# [Aim]
Copy out everything from the line containing "The automated pipeline tagged dense" down to the line containing "[0,273,170,396]", keeping both of those lines and each line between them unchanged.

# [Given records]
····················

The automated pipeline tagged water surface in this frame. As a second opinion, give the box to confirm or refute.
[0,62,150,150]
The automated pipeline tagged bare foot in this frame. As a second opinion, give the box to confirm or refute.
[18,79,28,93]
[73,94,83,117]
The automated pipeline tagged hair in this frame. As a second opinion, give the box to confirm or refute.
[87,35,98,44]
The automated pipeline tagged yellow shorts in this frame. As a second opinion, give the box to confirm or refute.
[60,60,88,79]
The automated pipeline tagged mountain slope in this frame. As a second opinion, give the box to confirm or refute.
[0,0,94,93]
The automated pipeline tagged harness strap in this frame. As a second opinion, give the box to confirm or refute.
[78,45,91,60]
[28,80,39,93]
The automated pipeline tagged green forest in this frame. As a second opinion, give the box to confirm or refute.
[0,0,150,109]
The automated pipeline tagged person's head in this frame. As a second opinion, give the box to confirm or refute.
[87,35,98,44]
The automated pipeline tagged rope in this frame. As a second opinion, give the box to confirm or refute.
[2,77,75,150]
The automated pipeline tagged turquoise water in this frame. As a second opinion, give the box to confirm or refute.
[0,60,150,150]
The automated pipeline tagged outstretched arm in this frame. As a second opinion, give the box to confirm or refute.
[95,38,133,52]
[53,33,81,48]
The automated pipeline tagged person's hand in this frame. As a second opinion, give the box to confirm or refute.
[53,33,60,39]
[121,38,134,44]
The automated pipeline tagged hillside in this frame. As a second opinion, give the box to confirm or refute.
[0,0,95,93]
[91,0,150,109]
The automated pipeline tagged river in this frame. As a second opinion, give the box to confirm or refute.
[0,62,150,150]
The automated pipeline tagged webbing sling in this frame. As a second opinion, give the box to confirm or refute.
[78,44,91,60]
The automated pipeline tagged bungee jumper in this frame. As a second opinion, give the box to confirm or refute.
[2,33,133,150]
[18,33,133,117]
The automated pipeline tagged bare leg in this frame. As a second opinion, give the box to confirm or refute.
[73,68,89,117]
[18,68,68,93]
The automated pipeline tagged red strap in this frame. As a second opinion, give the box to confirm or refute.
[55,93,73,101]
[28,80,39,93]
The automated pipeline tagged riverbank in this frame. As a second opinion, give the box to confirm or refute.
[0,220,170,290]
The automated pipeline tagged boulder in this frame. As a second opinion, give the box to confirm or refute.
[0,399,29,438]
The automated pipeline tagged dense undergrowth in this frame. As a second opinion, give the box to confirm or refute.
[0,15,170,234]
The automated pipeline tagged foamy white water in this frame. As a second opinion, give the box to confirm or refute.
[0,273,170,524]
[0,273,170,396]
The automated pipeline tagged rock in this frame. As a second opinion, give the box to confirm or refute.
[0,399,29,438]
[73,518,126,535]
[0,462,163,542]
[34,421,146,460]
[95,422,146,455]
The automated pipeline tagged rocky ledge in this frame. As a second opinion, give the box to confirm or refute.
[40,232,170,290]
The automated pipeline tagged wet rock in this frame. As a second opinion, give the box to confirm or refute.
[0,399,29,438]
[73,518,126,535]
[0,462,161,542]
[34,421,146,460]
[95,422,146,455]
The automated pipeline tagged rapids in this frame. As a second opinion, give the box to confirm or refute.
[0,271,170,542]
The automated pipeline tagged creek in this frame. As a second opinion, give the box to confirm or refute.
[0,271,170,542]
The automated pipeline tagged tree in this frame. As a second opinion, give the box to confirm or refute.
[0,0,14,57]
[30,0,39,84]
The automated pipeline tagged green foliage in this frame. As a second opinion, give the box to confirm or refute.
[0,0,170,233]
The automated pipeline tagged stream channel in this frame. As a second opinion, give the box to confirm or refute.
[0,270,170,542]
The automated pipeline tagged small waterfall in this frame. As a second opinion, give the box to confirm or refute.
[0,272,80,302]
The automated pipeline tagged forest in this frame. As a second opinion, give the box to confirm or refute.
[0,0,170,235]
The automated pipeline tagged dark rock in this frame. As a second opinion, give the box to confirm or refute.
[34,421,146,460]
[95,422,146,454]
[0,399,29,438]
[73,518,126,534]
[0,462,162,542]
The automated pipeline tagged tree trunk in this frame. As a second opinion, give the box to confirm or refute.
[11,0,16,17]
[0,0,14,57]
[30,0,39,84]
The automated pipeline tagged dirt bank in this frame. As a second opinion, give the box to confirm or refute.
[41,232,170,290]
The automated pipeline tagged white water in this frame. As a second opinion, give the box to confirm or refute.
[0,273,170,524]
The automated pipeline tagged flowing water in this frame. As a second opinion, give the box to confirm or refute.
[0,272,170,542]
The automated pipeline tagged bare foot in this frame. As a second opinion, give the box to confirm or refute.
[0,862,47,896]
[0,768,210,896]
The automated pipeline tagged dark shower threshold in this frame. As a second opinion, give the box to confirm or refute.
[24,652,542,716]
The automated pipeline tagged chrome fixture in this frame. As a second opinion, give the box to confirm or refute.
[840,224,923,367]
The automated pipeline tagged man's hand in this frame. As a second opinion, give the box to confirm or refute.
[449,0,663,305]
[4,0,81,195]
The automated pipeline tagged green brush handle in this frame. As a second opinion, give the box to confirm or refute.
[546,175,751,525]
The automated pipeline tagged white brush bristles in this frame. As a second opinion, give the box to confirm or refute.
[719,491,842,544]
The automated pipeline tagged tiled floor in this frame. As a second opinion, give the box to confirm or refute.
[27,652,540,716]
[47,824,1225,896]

····················

# [Written reply]
The automated pipeline tagged dense undergrowth in this frame. As a second opinion, give the box to confirm or refute.
[0,15,170,234]
The automated pipeline tagged foamy white water in this frame. As a second opinion, give the box to confirm or refute.
[0,273,170,524]
[0,273,170,396]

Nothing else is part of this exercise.